Selected passage:
>>>

Do you know that today, more than 100 Chinese food products are protected in Europe?

An agreement between the EU and the PRC protects around 200 iconic European and Chinese goods against imitation and misuse, recognizing 100 Geographical Indications each.

In China, attention to food safety and high-quality food go hand in hand more and more. The process is already underway: facing a growing middle class that develop new culinary tastes, the Chinese market is opening up to a growing internationalization. The European Union can contribute to this process in a country by offering the heritage of its food culture and control techniques accumulated over decades of experience. But Chinese product Chinese products do not lay behind and ask that they are protected as well once national borders are crossed.
How? They did the old-fashioned way: an agreement. EU-China cooperation on Geographical Indications began over a decade ago in 2006. Subsequently, in 2012, the first registration and protection of 10 Geographical Indications by both sides laid the foundations for today’s cooperation.
Indeed, on 1 March 2021, the agreement between the government of the PRC and the EU on the cooperation on, and protection of, geographical indications (“the EU-China GIs Agreement”) came into effect. The EU-China GIs Agreement protects around 200 European and Chinese goods against imitation and misuse, recognizing 100 Geographical Indications (“GI”) each from the European Union and China, with a second batch to follow that will include an additional 175 GIs each from the EU and China within four years.

But let take a step back. What are Geographical Indications?

The GI system is a special product quality control system and an intellectual property protection system adopted for famous, excellent, and special products with distinctive regional characteristics. The “origin” refers to the specific geographic region of a particular country where a special product is produced, the geographical features and cultural characteristics of the specific geographic region, such as the water, soil, climate, production history, etc., will directly determine or affect the quality, characteristics, or reputation of the product.

Why is this agreement so important?

This agreement is considered to be “historic” for the industry and it will lead to mutual commercial benefits and a demand for high quality products on both sides. Indeed, the agreement constitutes a concrete example of cooperation between the European Union and the People’s Republic of China and reflects the spirit of openness on both sides and their adherence to international standards.

<<<

Task inputs:
>>>

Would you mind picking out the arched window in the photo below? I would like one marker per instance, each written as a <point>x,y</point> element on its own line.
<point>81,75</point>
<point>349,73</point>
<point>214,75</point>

<<<
>>>

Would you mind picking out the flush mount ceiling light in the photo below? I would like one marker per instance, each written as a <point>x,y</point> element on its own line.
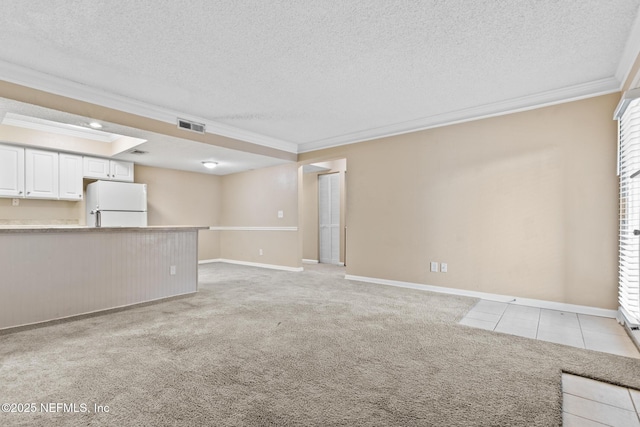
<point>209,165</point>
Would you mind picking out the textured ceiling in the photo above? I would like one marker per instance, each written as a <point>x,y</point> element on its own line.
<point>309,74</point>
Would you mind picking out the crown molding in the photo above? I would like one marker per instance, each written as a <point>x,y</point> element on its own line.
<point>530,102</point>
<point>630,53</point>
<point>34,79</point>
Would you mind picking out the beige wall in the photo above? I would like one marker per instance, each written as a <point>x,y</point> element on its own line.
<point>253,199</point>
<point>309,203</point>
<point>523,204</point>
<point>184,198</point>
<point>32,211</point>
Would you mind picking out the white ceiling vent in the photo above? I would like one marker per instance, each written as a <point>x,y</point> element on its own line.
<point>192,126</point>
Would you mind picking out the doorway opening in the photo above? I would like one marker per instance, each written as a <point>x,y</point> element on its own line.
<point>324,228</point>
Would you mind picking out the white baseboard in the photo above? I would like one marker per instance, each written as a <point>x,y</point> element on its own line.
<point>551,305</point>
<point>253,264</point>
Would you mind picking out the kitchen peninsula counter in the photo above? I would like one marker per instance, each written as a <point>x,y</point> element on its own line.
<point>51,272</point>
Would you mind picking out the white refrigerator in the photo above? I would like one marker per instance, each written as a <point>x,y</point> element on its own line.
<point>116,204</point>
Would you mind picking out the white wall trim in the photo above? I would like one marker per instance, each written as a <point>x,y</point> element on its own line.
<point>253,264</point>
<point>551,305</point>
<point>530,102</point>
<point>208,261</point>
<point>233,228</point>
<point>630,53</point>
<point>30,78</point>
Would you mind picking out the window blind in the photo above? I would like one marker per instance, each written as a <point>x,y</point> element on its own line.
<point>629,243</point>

<<<

Set of tasks:
1 > Rewrite the listing from the line containing "Would you mind picking out the crown" through the line containing "<point>116,204</point>", including every line in that range, and add 27 to each coordinate.
2 > Carry on the text about the EU-China agreement on Geographical Indications, starting after its final sentence.
The listing bears no relation to the text on the EU-China agreement on Geographical Indications.

Answers given:
1 >
Would you mind picking out the crown molding in the photo above? I would like one marker per instance, each written as a <point>x,y</point> element on its own line.
<point>557,129</point>
<point>657,80</point>
<point>61,106</point>
Would you mind picking out the beige wall in the photo above? I would like one marker per instance, each written as a <point>x,y</point> element on its own line.
<point>280,226</point>
<point>336,230</point>
<point>550,231</point>
<point>211,225</point>
<point>59,238</point>
Would you mind picking out the white ceiling vent in the photo above? I would like one marker per instance, each written as a <point>x,y</point> element on its own line.
<point>219,153</point>
Would you mind picking out the doorway opening in the photo above? I would like one marker per instance, each written as a <point>x,y</point> element on its own line.
<point>351,255</point>
Would you mind picking out the white baseboard in the photo above? I would like one marker per instance, each written as a <point>x,y</point> element on its own line.
<point>578,332</point>
<point>280,291</point>
Would you mind picking out the kitchen peninsula counter in the photo above? I would like one marker per instance, each written as a <point>x,y</point> element on its own line.
<point>78,299</point>
Would you mind picking out the white refrigerator in the photo above? I would like one marker per instance, each written as a <point>x,y</point> element on its own line.
<point>143,231</point>

2 >
The Chinese market has high-growth potential for European food and beverages. In 2019, China was the third destination for EU agri-food products, reaching €14.5 billion. It is also the second destination of EU exports of products protected as Geographical Indications, accounting for 9% by value, including wines, agri-food products and spirit drinks. In addition, European consumers will be able to discover genuine Chinese specialties thanks to this agreement (Source: European Commission).

What about the Chinese products?

The list of Chinese GIs to be protected in Europe includes iconic food products such as:

  1. Pixian Douban Chili Paste 郫县豆瓣
    Pixian bean paste is the soul of Sichuan cuisine. The most famous paste comes from Pixian in Chengdu, the capital of Sichuan province. It is a bright thick paste made from fermented broad beans, fresh chili peppers, flour, and salt. Did you know that about half of Sichuan foods are cooked with doubanjiang?
  2. Panjin Rice 盘锦大米
    As an old Chinese saying goes, “Without rice, even the cleverest housewife can’t cook”. Panjin rice is a special type of white rice cultivated in the area of Liaohe Delta in Northern China. For its aromatic, soft, slightly sweet, and slightly sticky texture it is considered one of the best rice species in the world. Did you know that Panjin rice was designated the official rice during the Beijing 2008 Olympics?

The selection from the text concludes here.